## [Input data]
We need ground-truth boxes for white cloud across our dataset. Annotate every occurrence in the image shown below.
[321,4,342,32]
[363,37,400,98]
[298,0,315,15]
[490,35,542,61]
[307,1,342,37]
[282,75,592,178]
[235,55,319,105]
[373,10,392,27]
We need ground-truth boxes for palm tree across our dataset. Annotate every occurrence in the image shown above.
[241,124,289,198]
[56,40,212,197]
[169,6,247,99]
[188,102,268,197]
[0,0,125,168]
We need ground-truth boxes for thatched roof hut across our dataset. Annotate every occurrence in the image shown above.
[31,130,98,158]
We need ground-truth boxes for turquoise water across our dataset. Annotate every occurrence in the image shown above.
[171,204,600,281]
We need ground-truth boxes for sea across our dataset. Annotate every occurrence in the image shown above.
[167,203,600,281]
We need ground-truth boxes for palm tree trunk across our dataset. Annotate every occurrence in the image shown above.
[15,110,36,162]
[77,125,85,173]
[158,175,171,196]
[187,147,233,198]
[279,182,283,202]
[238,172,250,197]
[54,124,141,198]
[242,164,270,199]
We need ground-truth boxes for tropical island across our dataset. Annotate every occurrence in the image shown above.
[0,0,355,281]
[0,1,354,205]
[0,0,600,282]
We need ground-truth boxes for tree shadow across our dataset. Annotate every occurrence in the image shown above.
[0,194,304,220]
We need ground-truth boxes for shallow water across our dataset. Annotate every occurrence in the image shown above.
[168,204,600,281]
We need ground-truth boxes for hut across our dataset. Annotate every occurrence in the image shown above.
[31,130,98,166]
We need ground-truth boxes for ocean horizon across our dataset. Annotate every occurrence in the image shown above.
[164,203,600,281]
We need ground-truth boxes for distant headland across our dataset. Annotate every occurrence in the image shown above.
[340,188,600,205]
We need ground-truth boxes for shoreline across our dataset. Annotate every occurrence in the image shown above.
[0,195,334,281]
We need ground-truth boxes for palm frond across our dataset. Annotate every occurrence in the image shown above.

## [Requirements]
Update the lines above by replacing "ground-truth boxes" with "reference boxes" wherever it occurs, leaving everything else the same.

## [Response to the task]
We need reference boxes for white cloud across our dataset. Annotate every occurrence in the image shown below.
[321,4,342,32]
[363,37,400,98]
[298,0,315,15]
[490,35,542,61]
[307,1,342,37]
[282,75,592,178]
[235,55,319,105]
[373,10,392,27]
We need reference boxes for palm tree across our dataset. Annotate every occurrence in the image shown above.
[241,124,289,198]
[56,40,212,197]
[169,6,247,99]
[188,102,268,197]
[0,0,125,168]
We need reference boxes for thatched roof hut across our dataset. Annotate every occurrence in the image shown above.
[31,130,98,158]
We need reference boxes for turquoise water across our dataset. Annotate every occurrence in the image shown above.
[171,204,600,281]
We need reference boxes for sea across our dataset. Annotate every occurrence in the image shown above.
[167,203,600,281]
We need reference boxes for palm tree trunk across our dataset. Annotate every occurrence in the image shown above.
[15,110,36,162]
[77,125,85,173]
[158,175,171,196]
[187,147,233,198]
[279,182,283,202]
[238,172,250,197]
[54,124,141,198]
[242,164,270,199]
We need reference boxes for tropical island across our dataset. Annotate every occurrence in the image shown above.
[0,0,355,281]
[0,1,354,205]
[0,0,600,282]
We need reference boxes for tree shadow across our dataset. Annotate every occurrence in the image shown above.
[0,194,304,220]
We need reference boxes for shallow water across our dataset. Annotate every occurrence in the image shown above.
[168,204,600,281]
We need reference boxes for hut across our dataset. Annotate every occurrence in the image shown above.
[31,130,98,166]
We need reference boxes for ocean horizon across our dataset. Annotate every occurrence in the image shown above.
[164,203,600,281]
We need reference boxes for distant headland across our dataset. Annotate every occurrence in the image shown above.
[340,188,600,205]
We need reference boxes for shoreline across our dataset. Annotate every occurrence in the image shown above.
[0,195,334,281]
We need reference boxes for palm frond across our dataset. Annotate every occurrence in the image shown above.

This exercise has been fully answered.